● Document text
BEGIN

Server Message Block can be an unpredictable rat’s nest of ACL complication and drama on Linux, despite being relatively trivial on macOS and Windows.

SMB Direct with the right cards will permit line speed throughput with very low CPU overhead.

I’m curious to know if you’ve experimented with thunderbolt networking and SMB on your flames, Finn?

Take a look in this file to see how you might configure multiple interfaces to carry metadata and data separately:

/opt/Autodesk/cfg/network.cfg

You may find this section interesting:


[Interfaces]

# Comma separated list of the local network interfaces to be used for
# metadata operations. Metadata operations are usually small IO operations that
# may degrade performance when done on a high speed network adapter when a
# lower speed adapter can be used instead. If a metadata operation is too big
# for this lower speed adapter, the IO operation falls back to the adapters
# defined in the "Data" token described below.
#
# The order of the interfaces in the list is the order in which they
# will be tried. '*' can be used to denote any interfaces. The loopbacks are
# implicit and always preferred.
#
# If left empty, all active interfaces will be used.
#
# Example: Metadata=eth2,eth1,*   (on Linux)
#          Metadata=en1,en0,*     (on Mac)
#          Metadata=eth2          (only eth2 will be used)

END

● Supplied data
BEGIN

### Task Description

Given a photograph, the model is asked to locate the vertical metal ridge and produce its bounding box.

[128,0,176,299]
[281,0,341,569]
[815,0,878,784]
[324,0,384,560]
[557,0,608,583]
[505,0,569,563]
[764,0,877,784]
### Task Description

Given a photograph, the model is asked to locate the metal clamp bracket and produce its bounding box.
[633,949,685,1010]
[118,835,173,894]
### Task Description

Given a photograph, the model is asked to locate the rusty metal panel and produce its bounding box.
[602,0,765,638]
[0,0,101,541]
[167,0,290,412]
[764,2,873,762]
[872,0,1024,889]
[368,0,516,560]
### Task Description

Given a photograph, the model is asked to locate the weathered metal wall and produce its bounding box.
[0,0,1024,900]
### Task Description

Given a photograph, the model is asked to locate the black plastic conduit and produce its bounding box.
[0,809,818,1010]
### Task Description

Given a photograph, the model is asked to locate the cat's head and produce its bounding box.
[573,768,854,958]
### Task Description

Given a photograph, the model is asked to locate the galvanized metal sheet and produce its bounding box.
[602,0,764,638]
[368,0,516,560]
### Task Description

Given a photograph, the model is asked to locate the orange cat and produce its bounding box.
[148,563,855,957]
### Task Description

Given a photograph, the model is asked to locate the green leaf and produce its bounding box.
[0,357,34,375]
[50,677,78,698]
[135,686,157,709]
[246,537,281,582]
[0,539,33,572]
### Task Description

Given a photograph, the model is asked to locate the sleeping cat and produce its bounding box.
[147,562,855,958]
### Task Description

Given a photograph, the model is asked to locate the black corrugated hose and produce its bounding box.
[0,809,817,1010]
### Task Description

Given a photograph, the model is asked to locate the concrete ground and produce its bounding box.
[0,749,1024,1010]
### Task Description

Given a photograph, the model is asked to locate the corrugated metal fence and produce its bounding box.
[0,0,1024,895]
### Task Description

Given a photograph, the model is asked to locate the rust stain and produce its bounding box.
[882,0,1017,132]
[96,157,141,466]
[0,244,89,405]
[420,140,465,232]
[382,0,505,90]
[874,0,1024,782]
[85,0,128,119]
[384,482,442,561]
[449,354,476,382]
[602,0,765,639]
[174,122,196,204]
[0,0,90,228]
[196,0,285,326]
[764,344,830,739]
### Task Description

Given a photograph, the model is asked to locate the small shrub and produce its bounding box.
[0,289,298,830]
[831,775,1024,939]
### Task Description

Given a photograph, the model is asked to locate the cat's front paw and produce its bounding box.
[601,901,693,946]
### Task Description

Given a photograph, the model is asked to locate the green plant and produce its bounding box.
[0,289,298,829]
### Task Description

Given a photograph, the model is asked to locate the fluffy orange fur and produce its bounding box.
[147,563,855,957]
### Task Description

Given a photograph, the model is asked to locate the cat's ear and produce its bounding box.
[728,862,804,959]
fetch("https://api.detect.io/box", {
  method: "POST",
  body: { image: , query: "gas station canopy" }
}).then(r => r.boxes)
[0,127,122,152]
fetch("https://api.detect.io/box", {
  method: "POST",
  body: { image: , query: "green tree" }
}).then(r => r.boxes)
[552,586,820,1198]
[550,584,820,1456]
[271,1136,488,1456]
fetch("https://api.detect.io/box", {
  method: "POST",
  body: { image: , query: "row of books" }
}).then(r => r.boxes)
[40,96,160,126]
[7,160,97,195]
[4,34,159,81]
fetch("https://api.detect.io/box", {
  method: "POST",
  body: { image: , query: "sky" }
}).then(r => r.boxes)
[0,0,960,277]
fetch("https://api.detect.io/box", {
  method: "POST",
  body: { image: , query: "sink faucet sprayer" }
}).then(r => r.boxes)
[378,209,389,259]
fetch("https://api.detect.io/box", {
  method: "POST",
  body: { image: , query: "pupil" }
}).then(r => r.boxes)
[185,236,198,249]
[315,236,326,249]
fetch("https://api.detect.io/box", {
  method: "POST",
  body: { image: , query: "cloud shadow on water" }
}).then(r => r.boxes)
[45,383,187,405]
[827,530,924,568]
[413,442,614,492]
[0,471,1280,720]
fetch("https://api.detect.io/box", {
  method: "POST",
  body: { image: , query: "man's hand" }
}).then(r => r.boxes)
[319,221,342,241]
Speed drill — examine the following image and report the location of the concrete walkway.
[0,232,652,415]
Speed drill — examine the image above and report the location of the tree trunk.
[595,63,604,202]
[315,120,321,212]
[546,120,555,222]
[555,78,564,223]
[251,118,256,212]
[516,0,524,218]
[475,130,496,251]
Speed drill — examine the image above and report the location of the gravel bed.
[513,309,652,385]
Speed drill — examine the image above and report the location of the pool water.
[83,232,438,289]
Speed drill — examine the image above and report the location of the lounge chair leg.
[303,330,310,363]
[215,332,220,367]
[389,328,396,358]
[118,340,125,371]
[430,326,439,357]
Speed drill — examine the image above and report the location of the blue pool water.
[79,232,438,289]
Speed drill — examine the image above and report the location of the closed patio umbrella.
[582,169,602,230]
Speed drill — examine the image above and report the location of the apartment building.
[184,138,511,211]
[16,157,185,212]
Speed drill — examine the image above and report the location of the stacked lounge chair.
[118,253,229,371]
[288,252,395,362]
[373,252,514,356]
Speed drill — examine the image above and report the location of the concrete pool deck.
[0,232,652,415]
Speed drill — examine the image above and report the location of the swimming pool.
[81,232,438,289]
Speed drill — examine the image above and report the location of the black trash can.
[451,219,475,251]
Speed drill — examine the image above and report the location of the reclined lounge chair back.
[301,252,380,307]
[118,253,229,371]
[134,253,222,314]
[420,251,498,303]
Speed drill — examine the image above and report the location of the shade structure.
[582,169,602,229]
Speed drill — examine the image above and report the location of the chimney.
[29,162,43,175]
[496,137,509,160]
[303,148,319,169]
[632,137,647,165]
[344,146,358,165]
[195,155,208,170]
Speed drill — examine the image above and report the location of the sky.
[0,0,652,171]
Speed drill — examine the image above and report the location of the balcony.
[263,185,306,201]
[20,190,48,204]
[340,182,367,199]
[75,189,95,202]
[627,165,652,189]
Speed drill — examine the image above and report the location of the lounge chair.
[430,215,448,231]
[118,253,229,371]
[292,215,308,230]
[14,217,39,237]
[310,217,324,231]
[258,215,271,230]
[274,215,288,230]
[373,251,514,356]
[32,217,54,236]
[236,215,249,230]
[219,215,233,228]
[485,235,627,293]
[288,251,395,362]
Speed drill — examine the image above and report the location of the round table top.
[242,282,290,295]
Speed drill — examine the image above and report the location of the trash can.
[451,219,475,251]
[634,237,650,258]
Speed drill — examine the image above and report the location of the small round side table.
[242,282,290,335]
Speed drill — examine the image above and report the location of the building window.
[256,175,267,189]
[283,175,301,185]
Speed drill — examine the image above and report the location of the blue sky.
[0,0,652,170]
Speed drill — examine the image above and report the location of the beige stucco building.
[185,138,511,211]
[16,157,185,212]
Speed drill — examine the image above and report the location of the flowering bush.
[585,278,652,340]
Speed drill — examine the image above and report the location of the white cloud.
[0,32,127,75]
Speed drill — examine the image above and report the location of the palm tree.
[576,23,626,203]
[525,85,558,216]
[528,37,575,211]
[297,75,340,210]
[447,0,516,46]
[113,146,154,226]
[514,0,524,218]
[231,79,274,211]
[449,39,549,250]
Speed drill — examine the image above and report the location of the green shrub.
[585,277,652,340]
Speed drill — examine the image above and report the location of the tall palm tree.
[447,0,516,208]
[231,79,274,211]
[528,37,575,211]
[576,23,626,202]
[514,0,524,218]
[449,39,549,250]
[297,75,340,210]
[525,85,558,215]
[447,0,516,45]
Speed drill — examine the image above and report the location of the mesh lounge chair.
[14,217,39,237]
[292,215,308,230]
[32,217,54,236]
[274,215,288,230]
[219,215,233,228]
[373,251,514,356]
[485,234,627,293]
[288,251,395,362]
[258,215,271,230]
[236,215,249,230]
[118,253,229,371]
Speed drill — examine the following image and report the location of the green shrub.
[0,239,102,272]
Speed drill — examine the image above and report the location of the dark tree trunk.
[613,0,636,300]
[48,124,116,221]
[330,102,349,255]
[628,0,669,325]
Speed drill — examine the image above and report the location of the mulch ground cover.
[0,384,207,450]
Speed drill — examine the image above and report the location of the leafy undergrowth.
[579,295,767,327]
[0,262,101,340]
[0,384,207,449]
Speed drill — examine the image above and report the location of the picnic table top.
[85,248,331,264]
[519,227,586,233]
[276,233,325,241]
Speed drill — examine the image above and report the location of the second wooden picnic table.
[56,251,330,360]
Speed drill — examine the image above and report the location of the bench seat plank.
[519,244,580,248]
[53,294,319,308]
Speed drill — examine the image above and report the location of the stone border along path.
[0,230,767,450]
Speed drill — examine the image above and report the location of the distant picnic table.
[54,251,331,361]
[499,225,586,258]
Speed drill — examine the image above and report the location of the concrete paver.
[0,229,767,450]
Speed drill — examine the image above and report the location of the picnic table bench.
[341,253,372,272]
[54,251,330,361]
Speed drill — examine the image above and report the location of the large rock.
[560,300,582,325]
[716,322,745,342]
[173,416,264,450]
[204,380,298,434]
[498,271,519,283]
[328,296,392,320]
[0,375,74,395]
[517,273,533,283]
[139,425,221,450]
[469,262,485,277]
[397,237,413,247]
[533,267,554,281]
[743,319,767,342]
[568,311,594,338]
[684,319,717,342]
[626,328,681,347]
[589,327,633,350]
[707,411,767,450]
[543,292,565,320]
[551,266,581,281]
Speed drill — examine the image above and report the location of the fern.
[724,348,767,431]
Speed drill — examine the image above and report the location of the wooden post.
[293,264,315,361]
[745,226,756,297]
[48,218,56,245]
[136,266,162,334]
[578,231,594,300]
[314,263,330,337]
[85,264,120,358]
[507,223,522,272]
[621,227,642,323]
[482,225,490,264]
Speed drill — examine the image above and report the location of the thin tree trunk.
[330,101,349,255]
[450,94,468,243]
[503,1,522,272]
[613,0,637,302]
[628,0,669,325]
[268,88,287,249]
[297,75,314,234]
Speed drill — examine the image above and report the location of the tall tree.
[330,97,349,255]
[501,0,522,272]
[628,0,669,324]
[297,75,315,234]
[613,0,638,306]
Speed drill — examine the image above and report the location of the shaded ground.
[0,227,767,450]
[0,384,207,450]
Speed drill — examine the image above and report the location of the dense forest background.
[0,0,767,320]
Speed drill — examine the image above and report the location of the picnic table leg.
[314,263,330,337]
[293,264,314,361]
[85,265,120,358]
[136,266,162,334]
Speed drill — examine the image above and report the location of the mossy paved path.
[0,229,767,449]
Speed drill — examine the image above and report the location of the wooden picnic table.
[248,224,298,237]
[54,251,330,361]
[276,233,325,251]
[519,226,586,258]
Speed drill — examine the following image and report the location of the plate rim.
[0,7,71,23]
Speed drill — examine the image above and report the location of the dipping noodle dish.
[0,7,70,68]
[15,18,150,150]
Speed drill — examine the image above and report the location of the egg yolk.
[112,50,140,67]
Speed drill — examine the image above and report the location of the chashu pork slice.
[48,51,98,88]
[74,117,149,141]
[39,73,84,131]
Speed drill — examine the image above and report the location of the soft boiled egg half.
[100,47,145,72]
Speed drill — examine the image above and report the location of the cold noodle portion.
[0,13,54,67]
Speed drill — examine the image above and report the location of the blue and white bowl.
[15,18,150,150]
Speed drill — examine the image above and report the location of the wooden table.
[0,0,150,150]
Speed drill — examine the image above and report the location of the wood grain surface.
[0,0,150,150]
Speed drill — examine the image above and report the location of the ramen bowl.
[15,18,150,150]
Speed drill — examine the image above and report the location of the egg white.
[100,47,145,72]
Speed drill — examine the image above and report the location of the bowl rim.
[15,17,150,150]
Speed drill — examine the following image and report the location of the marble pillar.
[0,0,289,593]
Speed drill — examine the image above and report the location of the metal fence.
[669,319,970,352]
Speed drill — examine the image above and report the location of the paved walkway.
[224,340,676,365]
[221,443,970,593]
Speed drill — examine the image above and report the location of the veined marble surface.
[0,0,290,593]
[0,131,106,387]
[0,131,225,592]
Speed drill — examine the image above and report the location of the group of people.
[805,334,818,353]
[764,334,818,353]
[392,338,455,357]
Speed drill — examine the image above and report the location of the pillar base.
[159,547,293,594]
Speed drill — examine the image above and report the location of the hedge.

END

● Your tasks
(A) Copy the SMB networking post word for word, starting with "Server Message Block" and going on through "low CPU overhead.".
(B) In the SMB networking post, what happens if the Metadata interface list is left empty?
Rely only on the SMB networking post, not on the data.

● Responses in order
(A)
Server Message Block can be an unpredictable rat’s nest of ACL complication and drama on Linux, despite being relatively trivial on macOS and Windows.

SMB Direct with the right cards will permit line speed throughput with very low CPU overhead.

(B) All active interfaces will be used.